══ Available records

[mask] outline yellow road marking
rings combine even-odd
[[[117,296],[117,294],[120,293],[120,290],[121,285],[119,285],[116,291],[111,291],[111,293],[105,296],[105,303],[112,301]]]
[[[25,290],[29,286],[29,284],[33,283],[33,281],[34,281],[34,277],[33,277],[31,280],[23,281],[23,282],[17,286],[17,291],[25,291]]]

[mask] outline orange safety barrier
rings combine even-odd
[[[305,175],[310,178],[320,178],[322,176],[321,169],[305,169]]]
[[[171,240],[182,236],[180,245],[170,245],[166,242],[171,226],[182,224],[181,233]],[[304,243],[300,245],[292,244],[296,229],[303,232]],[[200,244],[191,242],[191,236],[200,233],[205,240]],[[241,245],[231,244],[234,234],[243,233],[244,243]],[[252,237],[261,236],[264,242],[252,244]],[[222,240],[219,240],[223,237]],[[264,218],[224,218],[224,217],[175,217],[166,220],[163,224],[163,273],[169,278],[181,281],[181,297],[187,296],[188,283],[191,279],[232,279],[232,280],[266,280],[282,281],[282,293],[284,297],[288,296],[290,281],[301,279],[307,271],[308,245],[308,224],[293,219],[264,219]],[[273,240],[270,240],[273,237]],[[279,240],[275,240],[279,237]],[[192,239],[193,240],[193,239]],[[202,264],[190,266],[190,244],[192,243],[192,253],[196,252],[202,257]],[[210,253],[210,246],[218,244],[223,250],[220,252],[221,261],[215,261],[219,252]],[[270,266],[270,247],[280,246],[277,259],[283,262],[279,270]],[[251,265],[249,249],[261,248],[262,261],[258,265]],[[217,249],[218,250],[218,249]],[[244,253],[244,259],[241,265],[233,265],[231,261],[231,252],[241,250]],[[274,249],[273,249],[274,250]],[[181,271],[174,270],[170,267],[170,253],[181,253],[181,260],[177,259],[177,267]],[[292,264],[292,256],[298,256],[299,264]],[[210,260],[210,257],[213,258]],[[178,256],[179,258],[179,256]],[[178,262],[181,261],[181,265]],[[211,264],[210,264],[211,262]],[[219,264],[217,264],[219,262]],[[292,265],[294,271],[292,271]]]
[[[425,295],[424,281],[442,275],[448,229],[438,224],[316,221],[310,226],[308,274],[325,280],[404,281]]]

════

Aim: Can you lay out the listing lines between the one holding "[mask] outline orange safety barrier" and the one holding "[[[305,175],[310,178],[320,178],[322,176],[321,169],[305,169]]]", inclusive, as a Markdown table with columns Row and Text, leaving out blank lines?

Solution for this problem:
| Row | Text |
|---|---|
| 1 | [mask] outline orange safety barrier |
| 2 | rings combine even-odd |
| 3 | [[[305,175],[310,178],[320,178],[322,176],[321,169],[305,169]]] |